### DATA FOR ANALYSIS
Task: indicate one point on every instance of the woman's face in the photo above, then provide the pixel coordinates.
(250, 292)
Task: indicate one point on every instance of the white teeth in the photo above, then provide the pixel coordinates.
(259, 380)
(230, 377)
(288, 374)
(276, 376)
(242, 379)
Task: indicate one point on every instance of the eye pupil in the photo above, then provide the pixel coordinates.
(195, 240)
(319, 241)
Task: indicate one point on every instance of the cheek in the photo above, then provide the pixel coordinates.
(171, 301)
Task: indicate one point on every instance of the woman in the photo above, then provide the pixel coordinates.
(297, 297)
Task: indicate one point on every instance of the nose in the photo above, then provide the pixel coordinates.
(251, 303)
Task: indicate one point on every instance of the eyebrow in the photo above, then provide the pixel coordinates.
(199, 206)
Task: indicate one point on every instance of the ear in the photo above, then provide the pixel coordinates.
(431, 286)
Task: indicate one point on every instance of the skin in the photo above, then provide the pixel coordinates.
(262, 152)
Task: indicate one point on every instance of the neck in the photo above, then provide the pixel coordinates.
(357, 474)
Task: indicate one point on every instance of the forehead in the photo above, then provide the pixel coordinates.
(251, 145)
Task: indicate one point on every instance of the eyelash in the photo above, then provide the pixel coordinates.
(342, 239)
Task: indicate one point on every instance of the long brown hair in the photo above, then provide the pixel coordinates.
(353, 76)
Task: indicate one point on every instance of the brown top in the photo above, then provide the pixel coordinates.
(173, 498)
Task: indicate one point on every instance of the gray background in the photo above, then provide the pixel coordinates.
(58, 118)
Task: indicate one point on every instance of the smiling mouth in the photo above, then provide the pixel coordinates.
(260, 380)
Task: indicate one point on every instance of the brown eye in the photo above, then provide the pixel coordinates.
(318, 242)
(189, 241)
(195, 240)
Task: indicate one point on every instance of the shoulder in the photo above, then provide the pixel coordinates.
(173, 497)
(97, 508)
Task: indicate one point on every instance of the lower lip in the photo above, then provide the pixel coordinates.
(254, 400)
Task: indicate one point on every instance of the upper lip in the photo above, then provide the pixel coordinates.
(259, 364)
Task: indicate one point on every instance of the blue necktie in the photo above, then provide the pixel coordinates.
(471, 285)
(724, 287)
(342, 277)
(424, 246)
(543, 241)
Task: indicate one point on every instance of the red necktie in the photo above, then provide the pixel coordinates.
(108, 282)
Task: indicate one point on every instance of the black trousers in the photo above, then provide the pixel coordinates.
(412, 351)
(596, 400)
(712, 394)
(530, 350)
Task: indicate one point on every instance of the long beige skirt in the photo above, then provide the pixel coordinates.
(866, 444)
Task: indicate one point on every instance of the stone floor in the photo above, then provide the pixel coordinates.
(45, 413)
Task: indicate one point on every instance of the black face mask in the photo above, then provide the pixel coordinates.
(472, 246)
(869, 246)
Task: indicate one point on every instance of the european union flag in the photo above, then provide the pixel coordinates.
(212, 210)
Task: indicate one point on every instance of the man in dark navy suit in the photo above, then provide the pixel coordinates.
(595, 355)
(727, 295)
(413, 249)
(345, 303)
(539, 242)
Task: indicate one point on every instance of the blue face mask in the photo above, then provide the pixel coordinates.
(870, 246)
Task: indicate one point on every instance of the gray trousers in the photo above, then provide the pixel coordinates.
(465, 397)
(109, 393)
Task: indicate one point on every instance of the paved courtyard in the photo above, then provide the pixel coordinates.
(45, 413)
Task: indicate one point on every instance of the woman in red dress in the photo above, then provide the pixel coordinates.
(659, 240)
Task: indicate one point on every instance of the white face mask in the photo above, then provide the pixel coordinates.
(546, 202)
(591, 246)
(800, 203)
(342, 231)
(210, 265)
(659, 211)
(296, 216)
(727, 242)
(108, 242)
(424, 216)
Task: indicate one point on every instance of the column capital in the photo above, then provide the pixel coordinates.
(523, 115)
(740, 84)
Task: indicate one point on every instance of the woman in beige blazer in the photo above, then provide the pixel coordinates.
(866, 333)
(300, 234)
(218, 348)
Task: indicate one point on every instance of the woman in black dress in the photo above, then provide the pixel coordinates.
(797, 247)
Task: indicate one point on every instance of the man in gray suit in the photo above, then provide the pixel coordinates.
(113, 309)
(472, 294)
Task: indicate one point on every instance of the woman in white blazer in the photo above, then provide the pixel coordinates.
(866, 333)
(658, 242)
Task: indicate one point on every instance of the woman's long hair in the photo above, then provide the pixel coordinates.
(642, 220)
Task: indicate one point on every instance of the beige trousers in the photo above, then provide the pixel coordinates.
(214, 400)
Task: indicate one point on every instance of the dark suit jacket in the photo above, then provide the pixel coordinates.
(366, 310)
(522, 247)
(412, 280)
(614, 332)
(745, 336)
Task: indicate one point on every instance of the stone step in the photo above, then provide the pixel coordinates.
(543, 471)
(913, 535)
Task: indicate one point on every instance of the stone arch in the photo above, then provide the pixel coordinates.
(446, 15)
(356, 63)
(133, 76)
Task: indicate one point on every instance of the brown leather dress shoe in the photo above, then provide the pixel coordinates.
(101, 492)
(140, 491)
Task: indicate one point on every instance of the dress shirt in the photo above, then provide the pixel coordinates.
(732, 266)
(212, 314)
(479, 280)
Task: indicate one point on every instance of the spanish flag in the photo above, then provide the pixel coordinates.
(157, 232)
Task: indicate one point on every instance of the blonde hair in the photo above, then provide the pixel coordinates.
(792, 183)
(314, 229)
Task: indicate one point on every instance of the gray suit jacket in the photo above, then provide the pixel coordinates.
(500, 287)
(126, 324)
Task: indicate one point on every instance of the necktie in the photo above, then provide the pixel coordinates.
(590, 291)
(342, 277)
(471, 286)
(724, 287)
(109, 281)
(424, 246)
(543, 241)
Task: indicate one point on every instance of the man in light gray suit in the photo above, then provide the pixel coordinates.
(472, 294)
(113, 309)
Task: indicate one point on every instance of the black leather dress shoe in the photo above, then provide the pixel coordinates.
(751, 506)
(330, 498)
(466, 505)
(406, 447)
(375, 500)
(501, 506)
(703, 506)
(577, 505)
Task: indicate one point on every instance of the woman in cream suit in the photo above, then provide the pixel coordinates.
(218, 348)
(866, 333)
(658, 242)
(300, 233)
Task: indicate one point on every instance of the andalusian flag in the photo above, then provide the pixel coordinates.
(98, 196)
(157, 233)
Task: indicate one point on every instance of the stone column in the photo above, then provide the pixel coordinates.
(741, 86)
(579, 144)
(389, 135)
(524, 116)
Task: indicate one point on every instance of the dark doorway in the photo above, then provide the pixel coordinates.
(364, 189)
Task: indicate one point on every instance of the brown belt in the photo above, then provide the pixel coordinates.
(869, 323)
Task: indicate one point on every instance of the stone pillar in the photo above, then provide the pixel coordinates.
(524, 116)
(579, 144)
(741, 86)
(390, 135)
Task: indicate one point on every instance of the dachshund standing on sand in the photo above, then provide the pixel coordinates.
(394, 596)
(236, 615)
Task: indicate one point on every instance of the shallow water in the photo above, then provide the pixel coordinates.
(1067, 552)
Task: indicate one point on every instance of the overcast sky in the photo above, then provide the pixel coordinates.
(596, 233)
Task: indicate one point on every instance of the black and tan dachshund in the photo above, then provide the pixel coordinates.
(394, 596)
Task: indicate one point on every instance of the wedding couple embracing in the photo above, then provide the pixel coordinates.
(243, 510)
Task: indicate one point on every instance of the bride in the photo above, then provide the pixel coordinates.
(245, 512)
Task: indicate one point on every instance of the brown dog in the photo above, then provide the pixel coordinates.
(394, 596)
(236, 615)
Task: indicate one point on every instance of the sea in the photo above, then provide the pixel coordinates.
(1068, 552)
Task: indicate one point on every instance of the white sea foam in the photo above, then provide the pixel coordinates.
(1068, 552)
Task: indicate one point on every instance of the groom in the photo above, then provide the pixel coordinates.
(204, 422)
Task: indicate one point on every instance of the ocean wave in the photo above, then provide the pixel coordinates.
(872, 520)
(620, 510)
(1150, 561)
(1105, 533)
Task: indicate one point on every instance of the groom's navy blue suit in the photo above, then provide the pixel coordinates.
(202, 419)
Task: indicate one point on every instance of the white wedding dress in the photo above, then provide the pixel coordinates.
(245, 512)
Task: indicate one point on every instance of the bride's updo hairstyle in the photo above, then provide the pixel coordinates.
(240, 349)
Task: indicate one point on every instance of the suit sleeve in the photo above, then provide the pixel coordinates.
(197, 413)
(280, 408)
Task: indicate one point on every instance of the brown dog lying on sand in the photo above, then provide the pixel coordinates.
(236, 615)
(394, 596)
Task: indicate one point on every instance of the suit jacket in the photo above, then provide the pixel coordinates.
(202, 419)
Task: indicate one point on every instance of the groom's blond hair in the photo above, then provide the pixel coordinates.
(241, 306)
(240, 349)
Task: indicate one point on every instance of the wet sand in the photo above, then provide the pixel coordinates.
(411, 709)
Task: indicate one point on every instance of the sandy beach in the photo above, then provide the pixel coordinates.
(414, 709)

### ABOUT THIS EXERCISE
Nothing but the lines from the line that contains "brown dog lying" to the last line of the records above should appear in the answer; please copy them exactly.

### COMPLETED TASK
Task: indicate one point on every instance of the brown dog lying on sand in the photo above, then provide the pixel coordinates.
(236, 615)
(394, 596)
Task: indicate one point on every instance of the suit jacket in the photo above, then provide the pixel coordinates.
(202, 419)
Task: indicate one point on every instance of the groom's blond hair in the photo above, then provide the pixel coordinates.
(241, 306)
(240, 349)
Task: indicate one point on every instance of the wet sand in the photo above, then provide the pixel coordinates.
(411, 709)
Task: indicate one point on every instance of the sandy beach in the photo above, then provide the pixel coordinates.
(414, 709)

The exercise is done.